**Entries provided**:
↓

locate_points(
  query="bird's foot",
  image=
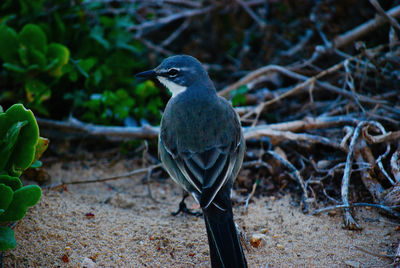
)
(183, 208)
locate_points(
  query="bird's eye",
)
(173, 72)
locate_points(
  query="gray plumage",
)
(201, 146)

↑
↓

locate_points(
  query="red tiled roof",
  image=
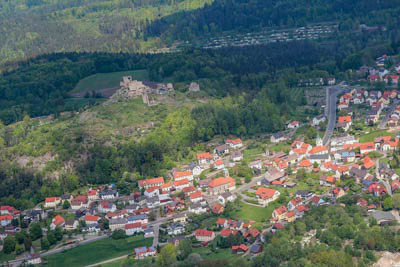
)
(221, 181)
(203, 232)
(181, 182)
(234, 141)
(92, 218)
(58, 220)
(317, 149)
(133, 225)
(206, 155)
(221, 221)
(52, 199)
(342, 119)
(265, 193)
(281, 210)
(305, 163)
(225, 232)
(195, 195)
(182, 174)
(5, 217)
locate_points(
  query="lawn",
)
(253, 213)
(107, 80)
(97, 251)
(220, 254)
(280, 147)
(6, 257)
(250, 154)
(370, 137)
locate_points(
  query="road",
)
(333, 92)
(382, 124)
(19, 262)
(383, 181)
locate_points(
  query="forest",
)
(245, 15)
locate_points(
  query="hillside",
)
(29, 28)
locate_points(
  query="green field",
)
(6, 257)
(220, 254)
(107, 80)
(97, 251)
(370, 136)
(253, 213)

↑

**Brief**:
Within the data above, how many lines contain "query"? Respond with the tally alone.

**Task response**:
9